Text block section start

Abstract
Objective: To study the effects of human urinary kallidinogenase (HUK) treatment on acute cerebral ischemia (ACI) using magnetic resonance perfusion weighted imaging (MRP) methods.
Methods: In a non-randomized controlled clinical trial, 30 patients diagnosed with ACI were enrolled and divided manually into 2 groups. The experimental group, consisting of 18 participants, was treated with HUK (0.15 Perinatal Assessment Unit/day) for 7 consecutive days. The control group was treated with routine medication. The participants underwent MRP examination on the first and fourteenth day after onset. The National Institutes of Health Stroke Scale (NIHSS) score, cerebral blood flow (CBF), cerebral blood volume (CBV), mean transit time (MTT), and time to peak (TTP) were compared between the groups.
Results: After undergoing therapy, the experimental HUK-treated group had lower NIHSS scores than the control group (p<0.05). The CBF improved more in the HUK-treated group than in the control group (p<0.05). Additionally, MTT and TTP were shorter in the HUK-treated group than in the control group (p<0.05).
Conclusions: Human urinary kallidinogenase improves CBF and ameliorates neurological deficits. Human urinary kallidinogenase is a safe and effective treatment approach for treating patients with ACI.

Text block section end
Dataset extract section start

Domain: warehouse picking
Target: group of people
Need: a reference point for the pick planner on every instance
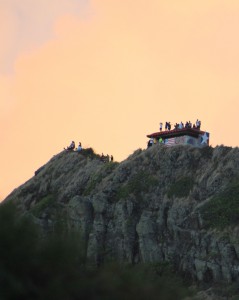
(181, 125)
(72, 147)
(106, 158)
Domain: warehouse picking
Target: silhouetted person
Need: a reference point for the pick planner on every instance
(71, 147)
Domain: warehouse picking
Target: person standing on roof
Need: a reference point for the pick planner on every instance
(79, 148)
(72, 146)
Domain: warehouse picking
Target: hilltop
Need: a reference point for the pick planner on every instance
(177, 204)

Dataset extract section end
Dataset extract section start

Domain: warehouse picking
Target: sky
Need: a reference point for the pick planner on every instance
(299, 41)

Dataset extract section end
Dataset extract section start

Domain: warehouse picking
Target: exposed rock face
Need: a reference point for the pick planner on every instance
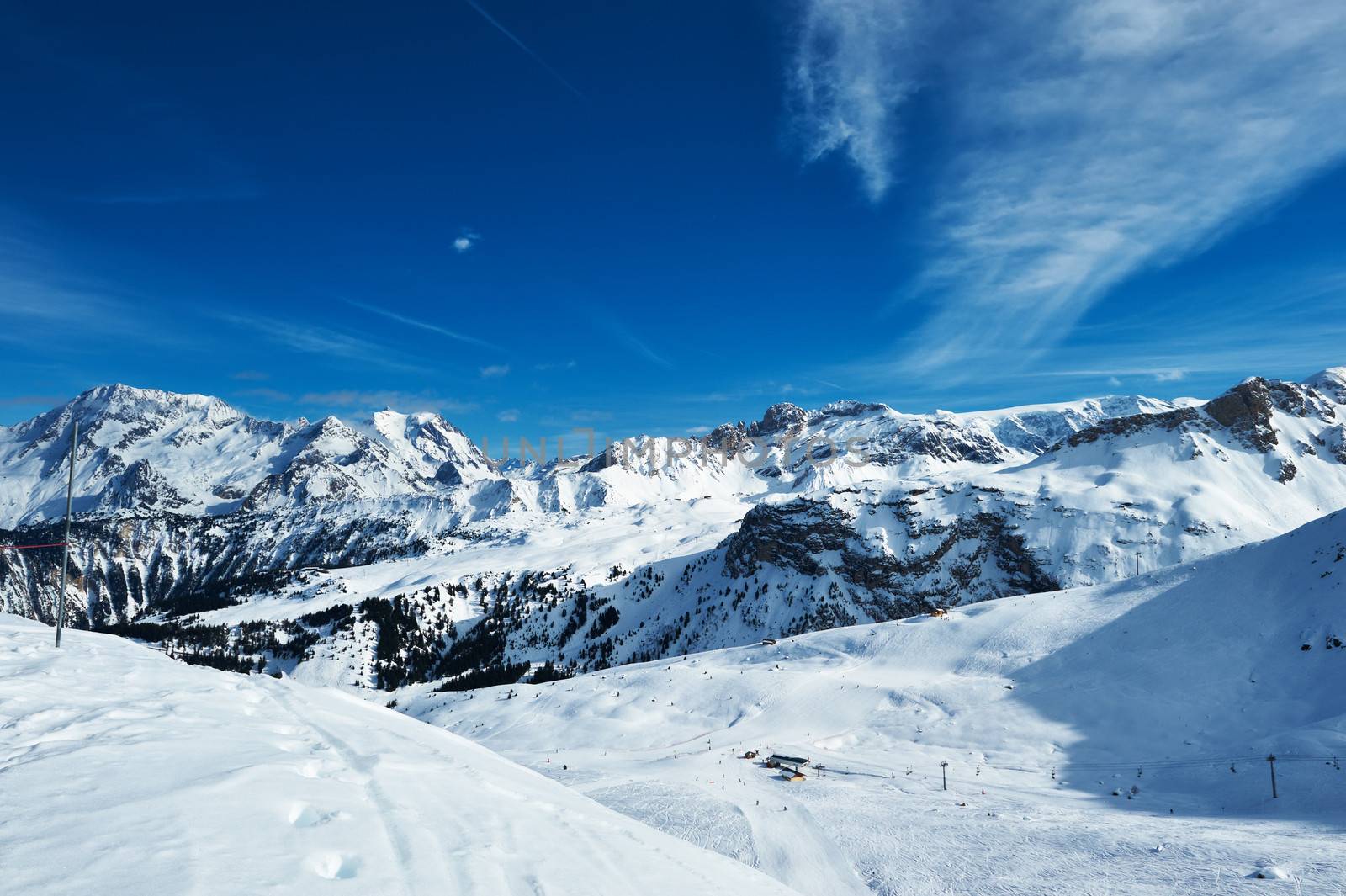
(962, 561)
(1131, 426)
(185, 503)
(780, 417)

Dataset extract section end

- Tasks to perform:
**a)** In the abstract on kallidinogenase treatment for acute cerebral ischemia, how many participants made up the experimental group?
**b)** From the abstract, write out word for word the passage starting at "Results: After undergoing" and ending after "patients with ACI.".

- Your written answers:
**a)** 18

**b)**
Results: After undergoing therapy, the experimental HUK-treated group had lower NIHSS scores than the control group (p<0.05). The CBF improved more in the HUK-treated group than in the control group (p<0.05). Additionally, MTT and TTP were shorter in the HUK-treated group than in the control group (p<0.05).
Conclusions: Human urinary kallidinogenase improves CBF and ameliorates neurological deficits. Human urinary kallidinogenase is a safe and effective treatment approach for treating patients with ACI.